## Source passage
....................

SHERIDAN, Oregon—In the Thirsty West series, I’ve tried to look at the immensely complicated issue of Western water in a time of transition: Rapid urbanization, continued dependence on industrial agriculture, and global warming are simultaneously forcing a rethinking of the basis of growth for nearly half our continent. Without enough water, it’s hard to sustain human civilization.
But how much is “enough”? There surely is enough water for urban dwellers to survive out West, even with increasing numbers. The problem lies in using water in ridiculous ways.
The future of water issues in the West will be decided by agriculture. Whether it’s the perplexing persistence of wasteful urban agriculture (grass lawns) in Los Angeles and Las Vegas or our country’s dependence on growing huge quantities of food in California’s reclaimed Central Valley desert, agriculture is the beginning and end of any discussion of Western water. For example, agriculture currently uses about 80 percent of California’s developed water resources each year. If you add lawns (which use about half of all city water) into the mix, that figure jumps to 90 percent.
For years, we’ve been told by corporate farms from Kansas to California that they’re “feeding the world,” so they deserve every drop of water currently coming their way, global warming and dwindling aquifers be damned. After driving through the West for a month—including California’s Central Valley, the belly of America’s agribusiness beast—I think they’re right. Farmers deserve to keep getting the majority of our water. But just not the way they’re currently running things, which is skewed by huge subsidies at odds with public health.
Here’s a snapshot at how we currently use our agricultural land in this country:
That’s right: We use 200 times the land on commodity agriculture (think: high-fructose corn syrup and hamburgers) as we do on all vegetables combined. No wonder there’s sticker shock in the organic produce aisle. There’s so much waste already built into the system.
The world needs much more than just ethanol and cheap grain for livestock feed. To get there, we’ll need massive changes in the way we do agriculture in this country. These misplaced priorities are helping to overwhelmingly subsidize meat, dairy, and grains, while leaving vegetables, nuts, and fruit to increase in relative price and making it hard for small farmers to compete.
California’s agricultural riches are mostly due to the combination of favorable climate and historical happenstance. As a result, practically everything we think of as “food,” from avocados to zucchini, is grown there in massive quantities. But there’s no reason why other states can’t mimic its agricultural success in growing food people actually eat. Sooner or later, they’ll have to: The dwindling snowpack in California’s Sierra range will see to it.

....................

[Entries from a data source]
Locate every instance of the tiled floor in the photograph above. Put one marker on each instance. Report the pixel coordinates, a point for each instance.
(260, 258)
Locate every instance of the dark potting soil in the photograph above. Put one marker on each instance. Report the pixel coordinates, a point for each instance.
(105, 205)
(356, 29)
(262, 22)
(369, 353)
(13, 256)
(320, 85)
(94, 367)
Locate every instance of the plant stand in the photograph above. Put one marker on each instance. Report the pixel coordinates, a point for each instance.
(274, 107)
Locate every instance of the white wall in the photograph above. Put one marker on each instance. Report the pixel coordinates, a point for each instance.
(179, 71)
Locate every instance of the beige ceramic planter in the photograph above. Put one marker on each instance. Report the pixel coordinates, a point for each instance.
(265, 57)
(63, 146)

....................

Update the passage on Western water, beginning at the words "The world needs" and stopping after "will see to it.", with "ethanol" replaced by "biofuel". These entries have no connection to the passage on Western water.

## Task output
The world needs much more than just biofuel and cheap grain for livestock feed. To get there, we’ll need massive changes in the way we do agriculture in this country. These misplaced priorities are helping to overwhelmingly subsidize meat, dairy, and grains, while leaving vegetables, nuts, and fruit to increase in relative price and making it hard for small farmers to compete.
California’s agricultural riches are mostly due to the combination of favorable climate and historical happenstance. As a result, practically everything we think of as “food,” from avocados to zucchini, is grown there in massive quantities. But there’s no reason why other states can’t mimic its agricultural success in growing food people actually eat. Sooner or later, they’ll have to: The dwindling snowpack in California’s Sierra range will see to it.